Article —
One thing to think about is that in many cases, we may actually want a particular numeric variable to maintain a higher weight. This could occur if there is some prior knowledge regarding, for example, which variable might be most important in terms of defining similar Bustabit behavior. In this case, without that prior knowledge, we will forego the weighting of variables and scale everything. We are going to use mean-sd standardization to scale the data. Note that this is also known as a Z-score.
Note that we could compute the Z-scores by using the base R function scale()
, but we're going to write our own function in order to get the practice.
# Create the mean-sd standardization function
mean_sd_standard <- function(x) {
(x - mean(x)) / sd(x)
}
# Apply the function to each numeric variable in the clustering set
bustabit_standardized <- bustabit_clus %>%
mutate_if(is.numeric, mean_sd_standard)
# Summarize our standardized data
summary(bustabit_standardized)

Data section —

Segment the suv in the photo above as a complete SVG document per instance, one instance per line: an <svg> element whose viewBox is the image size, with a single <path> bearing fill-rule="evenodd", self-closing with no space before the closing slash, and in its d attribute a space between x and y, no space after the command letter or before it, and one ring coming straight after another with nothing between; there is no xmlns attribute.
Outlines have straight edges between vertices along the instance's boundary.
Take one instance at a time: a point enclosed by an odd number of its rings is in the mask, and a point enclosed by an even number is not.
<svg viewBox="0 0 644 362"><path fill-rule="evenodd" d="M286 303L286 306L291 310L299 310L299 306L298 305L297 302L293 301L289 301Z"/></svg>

Directions for this task — Substitute "domain knowledge" for "prior knowledge" and write out the passage on standardizing variables again, everything from "One thing to" down to "get the practice.". The lines play no role in anything asked here.

Correct answer —
One thing to think about is that in many cases, we may actually want a particular numeric variable to maintain a higher weight. This could occur if there is some domain knowledge regarding, for example, which variable might be most important in terms of defining similar Bustabit behavior. In this case, without that domain knowledge, we will forego the weighting of variables and scale everything. We are going to use mean-sd standardization to scale the data. Note that this is also known as a Z-score.
Note that we could compute the Z-scores by using the base R function scale()
, but we're going to write our own function in order to get the practice.